_BRIEF_. In the listing that follows, count the lines that include "below", and answer with the total alone.

::::

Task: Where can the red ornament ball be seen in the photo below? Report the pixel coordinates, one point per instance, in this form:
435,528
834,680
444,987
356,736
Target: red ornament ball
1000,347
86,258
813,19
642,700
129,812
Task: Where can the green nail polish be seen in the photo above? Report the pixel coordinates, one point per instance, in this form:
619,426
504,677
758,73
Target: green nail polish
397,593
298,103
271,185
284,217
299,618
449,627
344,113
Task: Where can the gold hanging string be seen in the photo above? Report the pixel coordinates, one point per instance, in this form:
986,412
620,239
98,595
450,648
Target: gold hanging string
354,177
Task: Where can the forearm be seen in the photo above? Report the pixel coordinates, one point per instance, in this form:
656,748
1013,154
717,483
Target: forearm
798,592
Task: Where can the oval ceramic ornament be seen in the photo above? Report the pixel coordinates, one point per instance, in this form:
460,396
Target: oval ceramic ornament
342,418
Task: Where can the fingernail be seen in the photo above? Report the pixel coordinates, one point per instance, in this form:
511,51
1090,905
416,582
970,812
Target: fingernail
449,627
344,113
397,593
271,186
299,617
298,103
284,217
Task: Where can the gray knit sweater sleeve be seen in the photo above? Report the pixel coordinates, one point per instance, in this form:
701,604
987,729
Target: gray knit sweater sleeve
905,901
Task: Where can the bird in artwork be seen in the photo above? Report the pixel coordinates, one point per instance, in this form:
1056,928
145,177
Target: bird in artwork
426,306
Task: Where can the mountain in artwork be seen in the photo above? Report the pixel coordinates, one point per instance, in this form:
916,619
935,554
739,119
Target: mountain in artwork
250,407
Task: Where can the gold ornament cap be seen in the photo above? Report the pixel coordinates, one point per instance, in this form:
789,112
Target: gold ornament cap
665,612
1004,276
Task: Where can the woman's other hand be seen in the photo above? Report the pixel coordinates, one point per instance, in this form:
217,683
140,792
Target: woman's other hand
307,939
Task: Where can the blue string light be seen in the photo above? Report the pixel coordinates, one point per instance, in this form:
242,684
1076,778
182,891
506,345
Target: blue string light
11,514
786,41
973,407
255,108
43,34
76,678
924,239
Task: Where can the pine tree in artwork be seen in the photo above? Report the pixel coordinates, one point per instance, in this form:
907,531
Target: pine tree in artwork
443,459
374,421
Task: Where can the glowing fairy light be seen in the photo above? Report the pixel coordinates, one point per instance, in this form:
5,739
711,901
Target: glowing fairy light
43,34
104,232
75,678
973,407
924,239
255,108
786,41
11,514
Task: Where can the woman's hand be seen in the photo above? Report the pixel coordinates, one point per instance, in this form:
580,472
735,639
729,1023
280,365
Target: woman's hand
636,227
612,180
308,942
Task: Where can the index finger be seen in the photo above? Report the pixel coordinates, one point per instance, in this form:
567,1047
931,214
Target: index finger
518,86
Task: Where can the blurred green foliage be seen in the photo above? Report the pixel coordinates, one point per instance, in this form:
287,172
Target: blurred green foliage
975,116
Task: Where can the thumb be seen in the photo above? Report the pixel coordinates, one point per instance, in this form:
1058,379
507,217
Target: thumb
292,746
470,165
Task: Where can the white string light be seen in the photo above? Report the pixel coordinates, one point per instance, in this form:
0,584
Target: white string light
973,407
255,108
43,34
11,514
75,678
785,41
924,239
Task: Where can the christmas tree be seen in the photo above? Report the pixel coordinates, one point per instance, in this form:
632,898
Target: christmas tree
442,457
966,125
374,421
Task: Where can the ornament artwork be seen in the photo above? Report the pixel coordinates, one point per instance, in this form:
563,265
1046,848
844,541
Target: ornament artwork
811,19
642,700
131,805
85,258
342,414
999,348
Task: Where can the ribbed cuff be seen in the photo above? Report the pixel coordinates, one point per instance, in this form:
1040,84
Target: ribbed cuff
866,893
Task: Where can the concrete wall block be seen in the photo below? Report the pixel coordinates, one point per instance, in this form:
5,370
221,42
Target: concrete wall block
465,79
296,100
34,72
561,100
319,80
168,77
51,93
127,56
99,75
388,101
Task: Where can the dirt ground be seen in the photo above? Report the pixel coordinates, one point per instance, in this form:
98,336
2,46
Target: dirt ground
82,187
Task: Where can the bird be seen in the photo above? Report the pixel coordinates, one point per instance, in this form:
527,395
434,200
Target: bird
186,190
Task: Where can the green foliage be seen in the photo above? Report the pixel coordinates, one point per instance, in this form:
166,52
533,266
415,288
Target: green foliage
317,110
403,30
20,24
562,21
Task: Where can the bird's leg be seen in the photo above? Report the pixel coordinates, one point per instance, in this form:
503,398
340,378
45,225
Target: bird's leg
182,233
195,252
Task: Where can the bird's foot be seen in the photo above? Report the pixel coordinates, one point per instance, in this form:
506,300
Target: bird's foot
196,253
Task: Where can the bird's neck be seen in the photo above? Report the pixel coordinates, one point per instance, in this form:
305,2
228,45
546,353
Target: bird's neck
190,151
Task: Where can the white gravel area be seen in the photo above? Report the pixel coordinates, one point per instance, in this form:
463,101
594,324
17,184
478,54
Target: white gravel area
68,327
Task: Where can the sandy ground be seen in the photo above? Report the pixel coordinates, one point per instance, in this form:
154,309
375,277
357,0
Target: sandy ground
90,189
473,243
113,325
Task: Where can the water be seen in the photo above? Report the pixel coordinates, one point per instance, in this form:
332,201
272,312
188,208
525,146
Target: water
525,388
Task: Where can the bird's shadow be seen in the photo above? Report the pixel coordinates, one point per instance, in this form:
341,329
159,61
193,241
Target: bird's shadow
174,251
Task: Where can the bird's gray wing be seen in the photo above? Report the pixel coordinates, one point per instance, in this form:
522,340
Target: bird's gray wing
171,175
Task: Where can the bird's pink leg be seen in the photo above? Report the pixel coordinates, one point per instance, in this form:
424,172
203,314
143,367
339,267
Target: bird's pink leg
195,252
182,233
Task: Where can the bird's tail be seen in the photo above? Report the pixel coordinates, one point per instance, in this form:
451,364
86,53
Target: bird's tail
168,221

::::

_RESPONSE TO THE EXERCISE_. 2